Objective: Put the entries from the line containing "Provide one point per instance of the street" through the line containing "Query: street lamp post" into a JSON list of strings, one string per line, skipping blank lines and leaving out the pictures.

:: Entries shown

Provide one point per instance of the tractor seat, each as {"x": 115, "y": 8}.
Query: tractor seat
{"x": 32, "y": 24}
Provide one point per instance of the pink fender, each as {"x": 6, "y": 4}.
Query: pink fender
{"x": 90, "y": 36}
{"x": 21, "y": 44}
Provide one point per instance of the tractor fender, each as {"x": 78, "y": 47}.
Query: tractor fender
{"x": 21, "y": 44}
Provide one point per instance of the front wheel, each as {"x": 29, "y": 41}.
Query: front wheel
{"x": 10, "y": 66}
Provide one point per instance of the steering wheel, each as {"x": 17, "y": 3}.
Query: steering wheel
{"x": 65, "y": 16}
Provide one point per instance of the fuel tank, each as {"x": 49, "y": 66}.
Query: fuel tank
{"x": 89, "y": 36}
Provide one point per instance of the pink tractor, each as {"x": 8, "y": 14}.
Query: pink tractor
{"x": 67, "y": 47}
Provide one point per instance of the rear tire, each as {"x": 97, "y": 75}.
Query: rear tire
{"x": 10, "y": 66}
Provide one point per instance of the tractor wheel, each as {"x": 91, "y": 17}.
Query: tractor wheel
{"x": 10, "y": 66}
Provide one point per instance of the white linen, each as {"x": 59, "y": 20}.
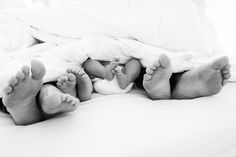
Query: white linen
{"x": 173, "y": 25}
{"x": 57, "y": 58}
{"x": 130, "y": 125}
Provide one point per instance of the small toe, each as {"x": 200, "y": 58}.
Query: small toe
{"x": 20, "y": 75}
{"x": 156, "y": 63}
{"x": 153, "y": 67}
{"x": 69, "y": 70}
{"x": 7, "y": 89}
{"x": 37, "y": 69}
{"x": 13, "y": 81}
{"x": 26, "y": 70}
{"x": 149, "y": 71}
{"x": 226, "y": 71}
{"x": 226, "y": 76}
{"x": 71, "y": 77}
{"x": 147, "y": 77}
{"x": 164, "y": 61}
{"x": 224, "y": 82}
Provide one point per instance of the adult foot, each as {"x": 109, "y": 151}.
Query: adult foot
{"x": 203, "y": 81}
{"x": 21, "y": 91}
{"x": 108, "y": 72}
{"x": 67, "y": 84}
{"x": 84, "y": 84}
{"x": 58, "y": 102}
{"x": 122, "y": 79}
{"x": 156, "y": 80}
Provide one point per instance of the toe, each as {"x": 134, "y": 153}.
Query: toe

::::
:: Entries shown

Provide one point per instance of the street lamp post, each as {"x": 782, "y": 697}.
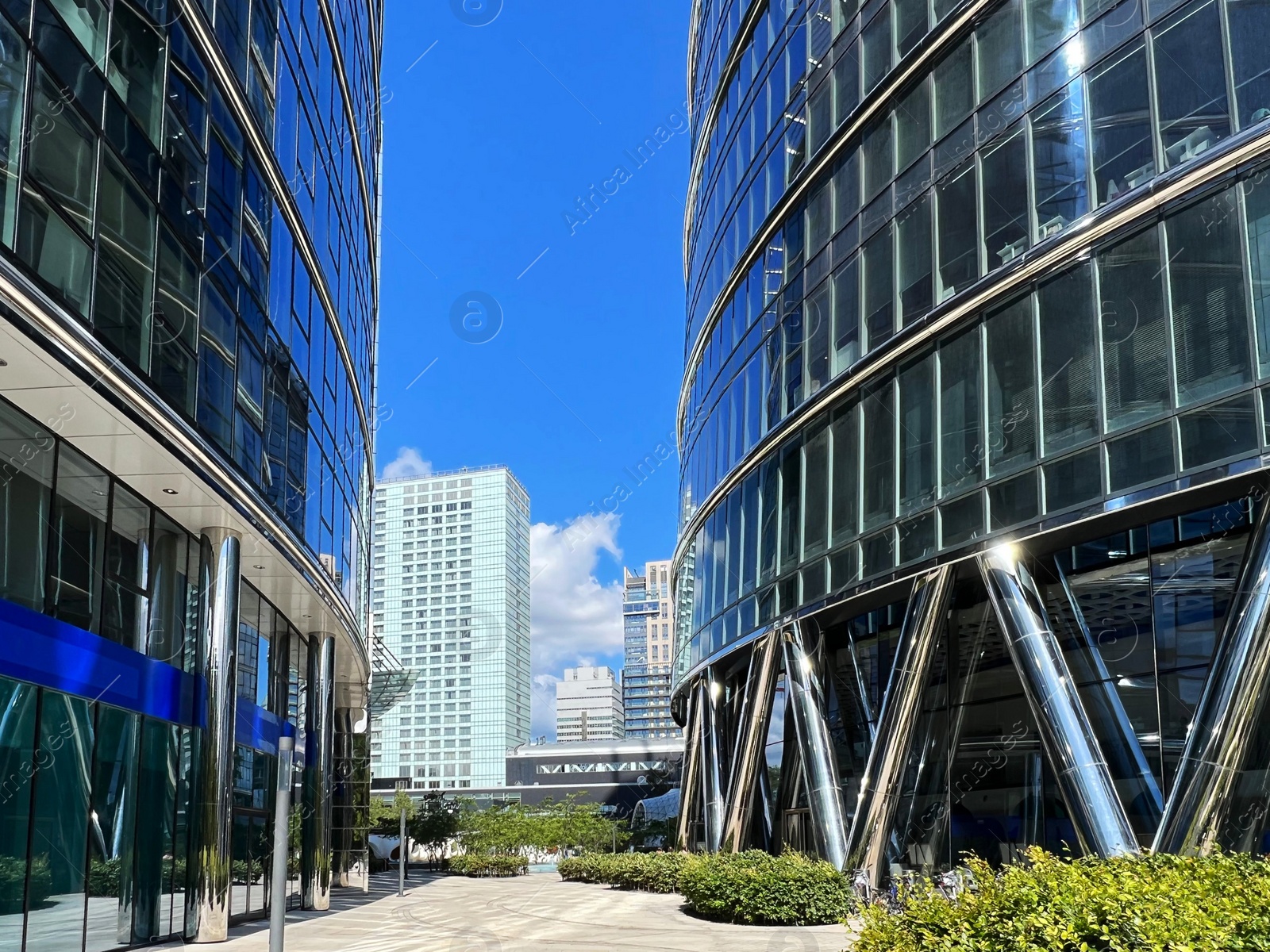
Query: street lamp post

::::

Output of the task:
[
  "Provide one point per instance of the street lamp post, each as {\"x\": 782, \"y\": 697}.",
  "Query: street lamp post"
]